### MATERIAL PROVIDED ###

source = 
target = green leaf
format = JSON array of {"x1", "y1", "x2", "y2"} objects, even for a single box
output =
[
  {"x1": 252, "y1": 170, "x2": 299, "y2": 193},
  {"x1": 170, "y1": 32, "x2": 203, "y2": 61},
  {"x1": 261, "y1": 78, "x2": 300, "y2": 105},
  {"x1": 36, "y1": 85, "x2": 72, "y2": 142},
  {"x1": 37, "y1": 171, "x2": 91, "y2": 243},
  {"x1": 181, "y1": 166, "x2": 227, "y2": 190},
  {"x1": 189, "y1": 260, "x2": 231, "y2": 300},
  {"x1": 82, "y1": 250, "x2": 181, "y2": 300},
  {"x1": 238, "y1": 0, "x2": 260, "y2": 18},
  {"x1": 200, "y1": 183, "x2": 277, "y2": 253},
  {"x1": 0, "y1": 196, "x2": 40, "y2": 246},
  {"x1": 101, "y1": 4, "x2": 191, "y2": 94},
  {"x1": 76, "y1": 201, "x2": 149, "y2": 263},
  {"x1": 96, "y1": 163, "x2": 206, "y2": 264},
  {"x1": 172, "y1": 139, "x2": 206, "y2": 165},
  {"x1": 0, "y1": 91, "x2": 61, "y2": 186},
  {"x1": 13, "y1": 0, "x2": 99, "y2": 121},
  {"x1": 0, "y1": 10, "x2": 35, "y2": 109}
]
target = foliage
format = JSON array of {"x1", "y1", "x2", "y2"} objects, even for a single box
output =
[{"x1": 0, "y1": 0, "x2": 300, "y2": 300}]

###

WHAT YOU HAVE TO DO: Format every line of the records above as a numbered list, leaving out any blank lines.

FINAL RESULT:
1. source = 
2. target = green leaf
3. format = JSON array of {"x1", "y1", "x2", "y2"} objects, even for a single box
4. output =
5. [
6.   {"x1": 252, "y1": 170, "x2": 299, "y2": 193},
7.   {"x1": 170, "y1": 32, "x2": 203, "y2": 61},
8.   {"x1": 261, "y1": 78, "x2": 300, "y2": 105},
9.   {"x1": 36, "y1": 85, "x2": 72, "y2": 142},
10.   {"x1": 37, "y1": 171, "x2": 91, "y2": 243},
11.   {"x1": 181, "y1": 166, "x2": 227, "y2": 190},
12.   {"x1": 189, "y1": 260, "x2": 231, "y2": 300},
13.   {"x1": 82, "y1": 250, "x2": 181, "y2": 300},
14.   {"x1": 238, "y1": 0, "x2": 260, "y2": 18},
15.   {"x1": 200, "y1": 183, "x2": 277, "y2": 253},
16.   {"x1": 0, "y1": 196, "x2": 40, "y2": 246},
17.   {"x1": 101, "y1": 4, "x2": 191, "y2": 94},
18.   {"x1": 76, "y1": 201, "x2": 149, "y2": 263},
19.   {"x1": 96, "y1": 163, "x2": 206, "y2": 264},
20.   {"x1": 172, "y1": 139, "x2": 206, "y2": 165},
21.   {"x1": 0, "y1": 91, "x2": 61, "y2": 186},
22.   {"x1": 13, "y1": 0, "x2": 99, "y2": 121},
23.   {"x1": 0, "y1": 10, "x2": 35, "y2": 109}
24. ]
25. target = foliage
26. format = JSON array of {"x1", "y1", "x2", "y2"} objects, even for a single box
27. output =
28. [{"x1": 0, "y1": 0, "x2": 300, "y2": 300}]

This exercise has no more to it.